- [DOCUMENT]:
┄┄┄┄┄┄
Mayor’s Budget Would Slow City Spending on Schools

From the New York City Independent Budget Office

After four years of increasing city funding for the Board of Education (BOE), the Mayor’s Executive Budget for fiscal year 2002 would hold city funding essentially flat. The Budget increases city funds for the BOE by less than one percent above the current level—to $34 million. Over the past four years, increases have averaged 11 percent.

Because of restrictions on how some of the money is to be spent, this slight increase actually results in a $141 million decrease in city funds immediately available to the school system. The Mayor would hold $85 million in escrow outside the BOE budget, subject to his control, and would reserve $284 million in city funds for BOE collective bargaining needs—$90 million more than in the 2001 budget. These constraints on city funding are compounded by the Administration’s proposal to set aside $183 million in 2002 state aid for prospective labor settlements with the teachers and other unionized BOE employees.

Because the State budget for 2002 is already late (the statutory deadline was April 1), the city must forecast the level of state aid when preparing its own spending plans. Thus, the Executive Budget assumes a $253 million increase in state funding for BOE, representing a 4.8 percent boost over 2001. While it seems reasonable to assume that State aid will rise given the legislature’s desire to increase support for education across the state, it is not at all certain that the bulk of the increase will occur in unrestricted school district operating aid. If the state provides less than $183 million in new unrestricted aid—directing increased state aid into categorical programs such as class size reduction instead—then BOE would have to trim spending in other areas to pay for the labor settlements.


Privatization Pressure

The Executive Budget proposes taking $80 million from the BOE budget and placing it in the escrow account until the Board signs contracts with private educational companies to manage some failing schools. This initiative seeks to pressure BOE to contract with these firms. The $80 million transfer sets aside an amount equal to 12 percent of the instructional budget for 98 low-performing schools. The Board recently attempted to convert five low-performing schools into privately managed charter schools, but parents at each of the schools defeated the plan.


New Programs, No New Funds

As has been the case in recent years, the Mayor’s proposed budget includes new initiatives to increase instructional time and enhance school safety. This year’s include Saturday classes for English Language Learners and students preparing for Regents science exams; summer classes for 50,000 additional students; hiring 800 school safety agents; purchasing 300 library books for each elementary and middle school classroom; and adding teachers to work with students serving in-school suspensions.
┄┄┄┄┄┄
- [DATA PROVIDED]:
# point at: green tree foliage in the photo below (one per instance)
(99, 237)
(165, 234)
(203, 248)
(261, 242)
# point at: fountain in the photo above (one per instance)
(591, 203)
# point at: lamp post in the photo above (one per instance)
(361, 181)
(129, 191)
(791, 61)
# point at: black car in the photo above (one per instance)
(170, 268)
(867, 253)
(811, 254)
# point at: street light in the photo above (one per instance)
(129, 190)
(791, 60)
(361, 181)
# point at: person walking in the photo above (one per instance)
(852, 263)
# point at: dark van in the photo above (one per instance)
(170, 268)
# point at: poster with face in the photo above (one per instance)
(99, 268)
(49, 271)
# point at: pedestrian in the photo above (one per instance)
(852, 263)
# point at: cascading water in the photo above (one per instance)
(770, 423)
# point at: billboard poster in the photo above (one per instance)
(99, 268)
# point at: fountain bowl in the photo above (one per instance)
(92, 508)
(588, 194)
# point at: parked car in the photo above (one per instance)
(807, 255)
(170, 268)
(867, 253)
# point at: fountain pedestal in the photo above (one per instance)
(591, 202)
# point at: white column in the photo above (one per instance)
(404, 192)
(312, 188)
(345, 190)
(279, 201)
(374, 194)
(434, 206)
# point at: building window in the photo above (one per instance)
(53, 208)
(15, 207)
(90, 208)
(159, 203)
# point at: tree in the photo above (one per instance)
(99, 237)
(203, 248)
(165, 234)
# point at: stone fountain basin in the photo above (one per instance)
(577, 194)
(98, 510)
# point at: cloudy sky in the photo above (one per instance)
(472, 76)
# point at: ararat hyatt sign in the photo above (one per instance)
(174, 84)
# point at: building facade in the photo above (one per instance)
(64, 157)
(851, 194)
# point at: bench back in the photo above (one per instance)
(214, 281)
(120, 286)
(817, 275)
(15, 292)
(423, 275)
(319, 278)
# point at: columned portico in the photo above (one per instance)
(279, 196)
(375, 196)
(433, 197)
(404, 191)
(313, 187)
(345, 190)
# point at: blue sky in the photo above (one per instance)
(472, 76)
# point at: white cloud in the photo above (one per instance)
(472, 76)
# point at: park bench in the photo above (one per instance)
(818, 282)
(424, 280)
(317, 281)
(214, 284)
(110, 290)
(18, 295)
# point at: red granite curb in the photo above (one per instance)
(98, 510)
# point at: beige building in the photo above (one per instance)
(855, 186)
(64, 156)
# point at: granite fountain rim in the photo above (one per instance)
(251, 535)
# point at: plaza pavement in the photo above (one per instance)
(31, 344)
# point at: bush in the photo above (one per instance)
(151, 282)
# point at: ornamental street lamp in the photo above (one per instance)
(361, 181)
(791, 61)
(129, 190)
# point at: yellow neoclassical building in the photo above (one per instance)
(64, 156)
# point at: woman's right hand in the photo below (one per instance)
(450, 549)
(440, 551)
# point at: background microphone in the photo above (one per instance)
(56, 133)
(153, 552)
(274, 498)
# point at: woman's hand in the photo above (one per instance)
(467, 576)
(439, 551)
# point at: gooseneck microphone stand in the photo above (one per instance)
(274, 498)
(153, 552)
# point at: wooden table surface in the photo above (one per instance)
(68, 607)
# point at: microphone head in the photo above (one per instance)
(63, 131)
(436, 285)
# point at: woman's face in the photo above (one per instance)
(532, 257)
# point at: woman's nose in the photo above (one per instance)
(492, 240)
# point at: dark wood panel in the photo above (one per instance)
┄┄┄┄┄┄
- [INSTRUCTIONS]:
1. Answer these about the budget report:
(a) How much in city funds would the Mayor reserve for BOE collective bargaining needs?
(b) The $80 million transfer equals 12 percent of the instructional budget for how many low-performing schools?
(c) How many school safety agents would be hired?
2. Copy the records starting at the line that contains "# point at: white cloud" and ending with their last line, switching "woman's" to "person's" and leaving everything else unchanged. Give only those lines.
The budget report and the records come from unrelated sources.

- [PER-TASK ANSWERS]:
1.
(a) $284 million
(b) 98
(c) 800

2.
# point at: white cloud in the photo above (one per instance)
(472, 76)
# point at: park bench in the photo above (one per instance)
(818, 282)
(424, 280)
(317, 281)
(214, 284)
(110, 290)
(18, 295)
# point at: red granite curb in the photo above (one per instance)
(98, 510)
# point at: beige building in the photo above (one per instance)
(855, 186)
(64, 156)
# point at: granite fountain rim in the photo above (one per instance)
(251, 535)
# point at: plaza pavement in the photo above (one per instance)
(31, 344)
# point at: bush in the photo above (one per instance)
(151, 282)
# point at: ornamental street lamp in the photo above (one per instance)
(361, 181)
(791, 61)
(129, 190)
# point at: yellow neoclassical building in the photo above (one per instance)
(64, 156)
# point at: person's right hand in the photo below (one per instance)
(450, 549)
(440, 551)
# point at: background microphone in the photo above (one per instance)
(56, 133)
(153, 552)
(274, 498)
# point at: person's hand in the photo above (one per instance)
(467, 576)
(439, 551)
# point at: gooseneck microphone stand in the photo above (one per instance)
(274, 498)
(153, 552)
# point at: wooden table surface in the photo above (one per instance)
(68, 607)
# point at: microphone head in the photo above (one per instance)
(63, 131)
(436, 285)
# point at: person's face in the photo above (one per instance)
(532, 257)
# point at: person's nose in the photo above (one per instance)
(492, 240)
# point at: dark wood panel in the photo above (one per instance)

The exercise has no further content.